En cuanto a estos últimos –los del amuleto- sencillamente esto. Si votar en conciencia cristiana y católica no les va, porque no les resulta útil políticamente, que dejen de llamarse o tenerse por católicos. Es decir, que dejen de hacer farsa con sus creencias y se apliquen esa definición de farsa que acuñara Ortega en referencia a la sinceridad de su amigo Pio Baroja.  Según la cual es farsante  quien “defiende exuberantemente por fuera unasopiniones que en el fondo le traen sin cuidado”, y también  lo es,  y quizá mucho más, el que ”tiene realmente esas opiniones, pero no las defiende ni patentiza”    (Cfr. j.  Ortega y Gasset, Obras Completas, Alianza Editorial Madrid, 1998, t. II, Ensayos de crítica- Ideas sobre Pío Baroja, pag. 85)

Y pragmáticamente, ¿ante la realidad de ahora mismo? Lo que suelo decir desde hace años en casos así.

Somos pocos. Mañana tal vez seremos menos. Pero somos algo. Y eso que somos –ese “algo” aunque no sea mucho- es obligado, por dignidad y decencia, hacerlo valer para no caer en farsantes. Y hacerlo valer ahora precisamente, en este momento, en la circunstancia de pasado mañana, tiene un nombre: votar y votar en conciencia cristiana, que es algo más fondero y entrañable que la conciencia intelectiva o la conciencia patriótica incluso. Todas conciencia compromete pero la conciencia cristiana compromete sobre todo ante Dios.  Y si se cree en Dios….

Está en la Constitución la libertad religiosa,  en su parte dogmática dd derechos fundamentales y libertades cívicas .  Es una  libertad básica entre todas ellas, porque es llave de otras libertades como la de  conciencia y pensamiento, de ideas y creencias, de información, expresión y prensa (cfr. F.  Garrido Falla,  Comentarios a la Constitución Española, 3ª edic., Madrid, 2001, pags. 312-313).  Y porque, además, libera de servidumbres más al fondo que otras libertades, porque preserva la inmunidad de la conciencia, en cuanto a ideas y creencias, en la dimensión más autónoma de la condición humana cual es la religiosa.   Es, por otra parte, una patente de la laicidad y el mejor antídoto del laicismo, tanto del reductor de su campo –el empeñado en sacar a la religión del espacio público troceando aviesamente la condición humana-, como del perseguidor de la religión, no por otra cosa en el fondo que por una concepción totalitaria del poder terrenal.

*Datos almacenados*:
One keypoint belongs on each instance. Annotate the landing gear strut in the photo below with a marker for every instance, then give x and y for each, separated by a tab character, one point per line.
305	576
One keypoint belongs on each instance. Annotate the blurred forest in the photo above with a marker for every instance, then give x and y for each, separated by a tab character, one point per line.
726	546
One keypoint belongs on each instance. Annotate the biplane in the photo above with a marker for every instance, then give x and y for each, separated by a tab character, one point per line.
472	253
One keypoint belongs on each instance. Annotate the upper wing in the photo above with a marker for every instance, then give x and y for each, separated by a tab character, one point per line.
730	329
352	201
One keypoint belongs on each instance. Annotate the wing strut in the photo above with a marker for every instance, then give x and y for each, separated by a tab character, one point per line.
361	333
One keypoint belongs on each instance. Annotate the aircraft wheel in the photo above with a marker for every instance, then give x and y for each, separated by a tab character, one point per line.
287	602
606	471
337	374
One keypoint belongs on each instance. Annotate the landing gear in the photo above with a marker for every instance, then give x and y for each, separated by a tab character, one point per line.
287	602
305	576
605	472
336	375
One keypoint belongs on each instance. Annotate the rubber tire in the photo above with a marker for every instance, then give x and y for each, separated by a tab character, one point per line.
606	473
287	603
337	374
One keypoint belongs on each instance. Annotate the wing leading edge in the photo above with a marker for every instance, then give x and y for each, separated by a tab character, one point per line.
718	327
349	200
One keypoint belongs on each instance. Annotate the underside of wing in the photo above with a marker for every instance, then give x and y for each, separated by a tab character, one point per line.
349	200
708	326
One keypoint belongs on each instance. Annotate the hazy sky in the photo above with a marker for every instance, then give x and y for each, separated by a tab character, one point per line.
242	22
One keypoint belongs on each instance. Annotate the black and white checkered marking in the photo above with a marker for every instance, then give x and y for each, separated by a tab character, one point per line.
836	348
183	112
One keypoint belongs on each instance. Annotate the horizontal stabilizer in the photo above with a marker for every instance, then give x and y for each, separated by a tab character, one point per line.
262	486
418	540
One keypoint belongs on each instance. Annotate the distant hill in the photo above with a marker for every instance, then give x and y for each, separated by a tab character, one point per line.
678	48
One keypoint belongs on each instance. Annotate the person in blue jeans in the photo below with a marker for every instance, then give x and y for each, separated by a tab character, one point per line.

*El problema*: Extrae del pasaje, de forma literal, el fragmento que va desde "En cuanto a estos" hasta "Baroja, pag. 85)". El material es independiente del pasaje.

*Solución del problema*:
En cuanto a estos últimos –los del amuleto- sencillamente esto. Si votar en conciencia cristiana y católica no les va, porque no les resulta útil políticamente, que dejen de llamarse o tenerse por católicos. Es decir, que dejen de hacer farsa con sus creencias y se apliquen esa definición de farsa que acuñara Ortega en referencia a la sinceridad de su amigo Pio Baroja.  Según la cual es farsante  quien “defiende exuberantemente por fuera unasopiniones que en el fondo le traen sin cuidado”, y también  lo es,  y quizá mucho más, el que ”tiene realmente esas opiniones, pero no las defiende ni patentiza”    (Cfr. j.  Ortega y Gasset, Obras Completas, Alianza Editorial Madrid, 1998, t. II, Ensayos de crítica- Ideas sobre Pío Baroja, pag. 85)